Records excerpted from a collection:
#####

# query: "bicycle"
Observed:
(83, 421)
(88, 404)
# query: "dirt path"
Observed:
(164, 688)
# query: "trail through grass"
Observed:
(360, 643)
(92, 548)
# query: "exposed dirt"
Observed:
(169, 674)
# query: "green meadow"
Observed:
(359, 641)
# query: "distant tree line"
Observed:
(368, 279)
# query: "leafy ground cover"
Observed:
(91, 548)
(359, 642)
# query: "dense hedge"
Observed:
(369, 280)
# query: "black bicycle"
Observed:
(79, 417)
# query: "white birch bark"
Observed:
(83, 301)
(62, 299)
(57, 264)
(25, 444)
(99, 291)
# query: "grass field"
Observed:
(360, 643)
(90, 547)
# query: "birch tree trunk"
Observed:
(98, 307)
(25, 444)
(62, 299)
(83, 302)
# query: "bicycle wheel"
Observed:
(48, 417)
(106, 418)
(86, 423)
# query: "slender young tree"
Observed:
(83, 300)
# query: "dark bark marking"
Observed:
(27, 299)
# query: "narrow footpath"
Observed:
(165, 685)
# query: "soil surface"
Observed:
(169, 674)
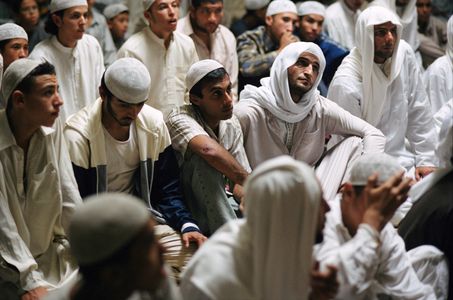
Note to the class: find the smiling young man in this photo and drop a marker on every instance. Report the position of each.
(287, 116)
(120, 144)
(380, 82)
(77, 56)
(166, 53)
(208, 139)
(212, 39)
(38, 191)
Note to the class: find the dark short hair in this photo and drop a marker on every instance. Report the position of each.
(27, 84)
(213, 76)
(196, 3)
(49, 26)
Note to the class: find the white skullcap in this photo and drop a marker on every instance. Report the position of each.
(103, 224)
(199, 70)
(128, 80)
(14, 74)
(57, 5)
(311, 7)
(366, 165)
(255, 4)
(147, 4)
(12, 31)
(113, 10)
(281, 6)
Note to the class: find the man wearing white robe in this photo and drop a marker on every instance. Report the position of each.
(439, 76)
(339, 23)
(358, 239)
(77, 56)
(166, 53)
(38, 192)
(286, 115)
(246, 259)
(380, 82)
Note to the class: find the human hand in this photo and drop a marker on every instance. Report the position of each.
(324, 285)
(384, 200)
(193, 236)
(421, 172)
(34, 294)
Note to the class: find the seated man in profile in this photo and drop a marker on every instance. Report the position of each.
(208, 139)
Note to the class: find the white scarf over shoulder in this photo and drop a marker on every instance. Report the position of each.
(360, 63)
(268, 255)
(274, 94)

#####

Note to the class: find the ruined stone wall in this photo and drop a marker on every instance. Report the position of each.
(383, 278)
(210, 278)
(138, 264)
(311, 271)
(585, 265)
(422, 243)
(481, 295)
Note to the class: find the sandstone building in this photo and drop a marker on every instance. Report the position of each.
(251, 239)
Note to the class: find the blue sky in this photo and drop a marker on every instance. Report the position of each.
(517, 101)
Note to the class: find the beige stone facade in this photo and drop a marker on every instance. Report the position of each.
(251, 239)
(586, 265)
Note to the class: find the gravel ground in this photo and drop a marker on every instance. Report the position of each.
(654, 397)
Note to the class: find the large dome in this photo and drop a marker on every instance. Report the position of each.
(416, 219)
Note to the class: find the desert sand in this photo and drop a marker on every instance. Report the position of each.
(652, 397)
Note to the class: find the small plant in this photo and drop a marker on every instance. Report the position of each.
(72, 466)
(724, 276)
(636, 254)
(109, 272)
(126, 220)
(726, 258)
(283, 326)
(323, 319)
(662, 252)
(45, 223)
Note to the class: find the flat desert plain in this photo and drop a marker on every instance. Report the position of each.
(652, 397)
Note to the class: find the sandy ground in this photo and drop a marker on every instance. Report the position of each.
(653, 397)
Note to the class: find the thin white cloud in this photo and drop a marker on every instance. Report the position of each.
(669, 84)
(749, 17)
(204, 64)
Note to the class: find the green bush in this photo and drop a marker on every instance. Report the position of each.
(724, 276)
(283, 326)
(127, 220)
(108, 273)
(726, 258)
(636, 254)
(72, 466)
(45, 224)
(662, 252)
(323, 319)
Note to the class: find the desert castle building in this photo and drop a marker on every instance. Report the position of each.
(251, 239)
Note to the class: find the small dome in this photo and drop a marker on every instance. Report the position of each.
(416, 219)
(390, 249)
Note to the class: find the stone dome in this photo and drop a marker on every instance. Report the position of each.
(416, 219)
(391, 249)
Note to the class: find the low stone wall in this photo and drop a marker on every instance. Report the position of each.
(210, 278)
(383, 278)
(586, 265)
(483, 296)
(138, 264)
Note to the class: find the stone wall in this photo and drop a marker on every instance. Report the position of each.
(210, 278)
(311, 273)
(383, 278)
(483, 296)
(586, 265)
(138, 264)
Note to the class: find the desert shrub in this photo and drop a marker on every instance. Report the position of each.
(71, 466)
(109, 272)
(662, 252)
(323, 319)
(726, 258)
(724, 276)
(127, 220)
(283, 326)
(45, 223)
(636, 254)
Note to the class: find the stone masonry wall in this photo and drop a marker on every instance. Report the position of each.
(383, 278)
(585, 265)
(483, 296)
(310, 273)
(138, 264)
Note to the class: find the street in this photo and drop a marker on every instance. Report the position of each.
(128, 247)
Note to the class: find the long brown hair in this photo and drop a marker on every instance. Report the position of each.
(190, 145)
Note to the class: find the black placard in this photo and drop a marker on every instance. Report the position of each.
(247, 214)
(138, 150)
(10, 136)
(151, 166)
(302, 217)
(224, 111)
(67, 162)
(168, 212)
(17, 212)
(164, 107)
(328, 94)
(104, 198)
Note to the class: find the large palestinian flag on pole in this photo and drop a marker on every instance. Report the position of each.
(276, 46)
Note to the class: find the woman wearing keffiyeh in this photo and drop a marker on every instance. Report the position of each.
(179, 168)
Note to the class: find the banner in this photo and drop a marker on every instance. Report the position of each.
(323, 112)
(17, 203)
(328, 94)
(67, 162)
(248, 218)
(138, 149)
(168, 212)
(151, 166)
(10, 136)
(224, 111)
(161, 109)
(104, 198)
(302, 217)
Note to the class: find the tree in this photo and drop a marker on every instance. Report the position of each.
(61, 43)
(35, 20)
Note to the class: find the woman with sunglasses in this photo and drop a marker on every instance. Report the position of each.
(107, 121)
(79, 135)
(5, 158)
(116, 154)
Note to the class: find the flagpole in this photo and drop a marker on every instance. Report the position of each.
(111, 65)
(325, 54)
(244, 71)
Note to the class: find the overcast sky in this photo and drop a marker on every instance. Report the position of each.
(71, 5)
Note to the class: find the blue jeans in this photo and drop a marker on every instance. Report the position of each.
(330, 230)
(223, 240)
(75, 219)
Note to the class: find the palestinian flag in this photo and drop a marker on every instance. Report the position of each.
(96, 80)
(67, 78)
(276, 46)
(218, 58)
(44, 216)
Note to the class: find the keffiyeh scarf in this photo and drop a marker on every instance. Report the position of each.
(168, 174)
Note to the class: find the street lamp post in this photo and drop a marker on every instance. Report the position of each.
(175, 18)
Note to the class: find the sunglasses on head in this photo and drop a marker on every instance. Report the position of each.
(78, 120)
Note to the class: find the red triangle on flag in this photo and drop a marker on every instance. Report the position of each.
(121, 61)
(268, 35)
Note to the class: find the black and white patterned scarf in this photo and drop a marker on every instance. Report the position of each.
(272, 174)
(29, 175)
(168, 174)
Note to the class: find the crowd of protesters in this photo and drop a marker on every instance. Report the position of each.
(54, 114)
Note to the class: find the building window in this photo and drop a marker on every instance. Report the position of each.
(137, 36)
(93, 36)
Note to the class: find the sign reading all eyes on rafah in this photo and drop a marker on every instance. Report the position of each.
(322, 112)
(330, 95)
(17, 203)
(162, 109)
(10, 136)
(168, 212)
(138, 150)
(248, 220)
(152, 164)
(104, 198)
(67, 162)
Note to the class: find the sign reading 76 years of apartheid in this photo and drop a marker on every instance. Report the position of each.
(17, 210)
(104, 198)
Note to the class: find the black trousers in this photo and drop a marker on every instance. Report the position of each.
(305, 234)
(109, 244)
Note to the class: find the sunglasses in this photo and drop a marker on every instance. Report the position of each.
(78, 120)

#####

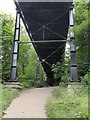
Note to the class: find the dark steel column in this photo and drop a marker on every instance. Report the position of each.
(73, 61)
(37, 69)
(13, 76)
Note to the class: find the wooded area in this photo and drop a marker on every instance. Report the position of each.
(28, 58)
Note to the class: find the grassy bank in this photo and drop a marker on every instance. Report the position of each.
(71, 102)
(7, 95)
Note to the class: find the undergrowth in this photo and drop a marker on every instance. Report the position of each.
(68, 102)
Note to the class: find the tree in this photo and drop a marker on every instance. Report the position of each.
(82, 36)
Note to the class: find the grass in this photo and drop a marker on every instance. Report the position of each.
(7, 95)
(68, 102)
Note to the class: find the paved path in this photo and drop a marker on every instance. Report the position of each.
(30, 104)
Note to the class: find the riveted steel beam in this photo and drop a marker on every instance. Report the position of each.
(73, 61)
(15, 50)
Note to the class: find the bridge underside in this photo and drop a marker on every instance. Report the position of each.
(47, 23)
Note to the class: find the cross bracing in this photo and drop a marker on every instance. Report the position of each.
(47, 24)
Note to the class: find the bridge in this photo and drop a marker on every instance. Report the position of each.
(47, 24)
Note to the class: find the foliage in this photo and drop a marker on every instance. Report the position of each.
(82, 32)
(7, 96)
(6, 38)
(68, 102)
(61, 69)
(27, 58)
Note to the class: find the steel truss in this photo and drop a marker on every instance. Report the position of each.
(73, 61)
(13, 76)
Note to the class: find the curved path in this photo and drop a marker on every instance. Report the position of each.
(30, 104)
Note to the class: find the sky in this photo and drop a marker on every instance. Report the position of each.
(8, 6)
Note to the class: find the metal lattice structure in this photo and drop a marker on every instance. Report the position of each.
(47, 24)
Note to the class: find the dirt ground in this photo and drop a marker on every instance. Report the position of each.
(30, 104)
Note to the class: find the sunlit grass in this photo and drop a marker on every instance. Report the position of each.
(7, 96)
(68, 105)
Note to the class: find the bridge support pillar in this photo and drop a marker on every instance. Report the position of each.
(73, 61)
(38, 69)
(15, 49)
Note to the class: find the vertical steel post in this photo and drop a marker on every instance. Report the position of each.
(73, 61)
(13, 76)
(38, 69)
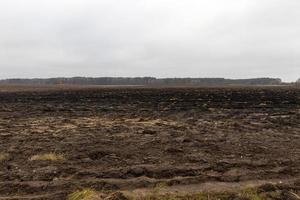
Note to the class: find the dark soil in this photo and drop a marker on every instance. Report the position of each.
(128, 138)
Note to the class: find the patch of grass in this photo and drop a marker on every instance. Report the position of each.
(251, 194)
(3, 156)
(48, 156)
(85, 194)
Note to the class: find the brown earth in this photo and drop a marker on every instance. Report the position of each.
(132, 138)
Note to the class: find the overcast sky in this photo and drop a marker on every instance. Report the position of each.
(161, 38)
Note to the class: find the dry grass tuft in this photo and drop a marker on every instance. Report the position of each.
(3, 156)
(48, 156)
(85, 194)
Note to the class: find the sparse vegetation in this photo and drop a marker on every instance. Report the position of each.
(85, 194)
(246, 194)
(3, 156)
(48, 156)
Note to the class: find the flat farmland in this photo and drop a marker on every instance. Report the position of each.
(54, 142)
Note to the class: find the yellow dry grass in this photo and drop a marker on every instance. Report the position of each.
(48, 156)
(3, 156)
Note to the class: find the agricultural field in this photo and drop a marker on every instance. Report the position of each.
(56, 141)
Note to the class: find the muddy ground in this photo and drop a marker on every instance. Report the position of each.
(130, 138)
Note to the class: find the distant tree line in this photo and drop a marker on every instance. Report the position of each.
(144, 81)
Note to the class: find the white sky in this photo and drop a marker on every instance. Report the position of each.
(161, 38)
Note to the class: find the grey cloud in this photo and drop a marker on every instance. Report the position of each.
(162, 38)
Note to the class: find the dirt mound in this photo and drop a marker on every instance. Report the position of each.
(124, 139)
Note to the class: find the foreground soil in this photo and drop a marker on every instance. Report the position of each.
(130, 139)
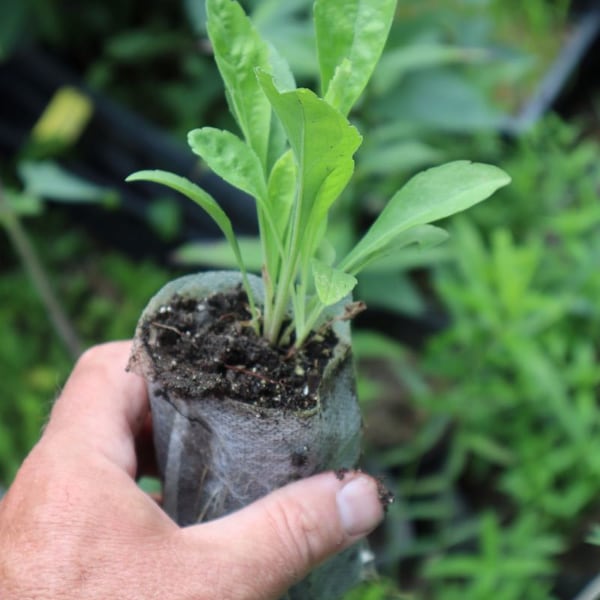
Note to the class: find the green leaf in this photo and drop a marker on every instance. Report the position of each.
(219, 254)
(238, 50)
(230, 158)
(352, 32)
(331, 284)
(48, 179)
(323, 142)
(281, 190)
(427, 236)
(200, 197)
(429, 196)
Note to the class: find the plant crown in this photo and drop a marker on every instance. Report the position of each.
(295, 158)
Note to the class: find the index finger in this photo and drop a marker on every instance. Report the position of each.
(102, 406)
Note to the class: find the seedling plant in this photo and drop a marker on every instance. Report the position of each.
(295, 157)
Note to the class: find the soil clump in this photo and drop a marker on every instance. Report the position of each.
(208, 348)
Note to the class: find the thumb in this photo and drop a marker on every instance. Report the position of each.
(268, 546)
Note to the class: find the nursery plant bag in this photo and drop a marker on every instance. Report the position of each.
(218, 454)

#####

How many lines in the material above contain the string "dome"? Matching is case-sensitive. Give only the number.

Exercise answer: 3